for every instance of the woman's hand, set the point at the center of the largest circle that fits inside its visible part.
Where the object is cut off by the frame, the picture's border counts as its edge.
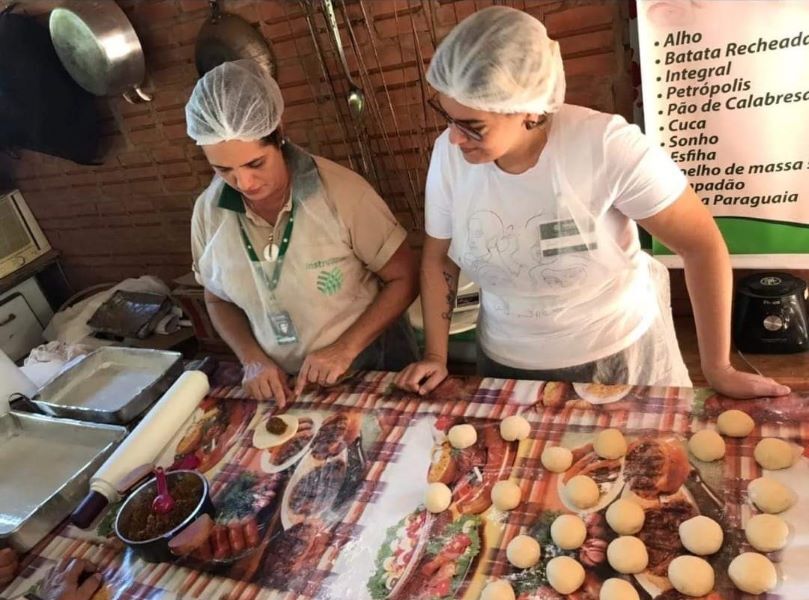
(726, 380)
(264, 380)
(422, 377)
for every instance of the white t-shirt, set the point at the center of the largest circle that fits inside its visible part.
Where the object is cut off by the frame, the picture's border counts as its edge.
(555, 249)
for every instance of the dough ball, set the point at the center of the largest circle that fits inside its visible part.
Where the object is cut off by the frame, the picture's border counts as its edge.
(498, 590)
(774, 454)
(462, 436)
(565, 574)
(523, 552)
(617, 589)
(701, 535)
(769, 495)
(691, 576)
(767, 533)
(568, 532)
(627, 554)
(625, 517)
(506, 495)
(610, 444)
(753, 573)
(557, 459)
(438, 497)
(735, 423)
(707, 445)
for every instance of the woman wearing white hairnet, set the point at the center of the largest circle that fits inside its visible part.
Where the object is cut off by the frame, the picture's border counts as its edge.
(537, 201)
(305, 269)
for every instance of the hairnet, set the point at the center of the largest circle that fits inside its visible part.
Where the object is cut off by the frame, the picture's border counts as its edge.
(500, 60)
(237, 100)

-=-=-=-=-

Work to complete: In the listing above, the line with "for every instance of the woman wearing" starts the part to copy. Copy it through the last line exactly, with nothing else.

Answer to this problem:
for every instance of the woman wearing white hairnet, set the point at the center of the largest circle that fits inside its visible part.
Where the object is cut off by the frame, the picture's border counts as its edge.
(537, 201)
(305, 269)
for every instance of the hairnet, set the point at the center of the largest circle that fits inside its visible part.
Where the object is cut off by the frame, the picture's border counts as its edge.
(500, 60)
(237, 100)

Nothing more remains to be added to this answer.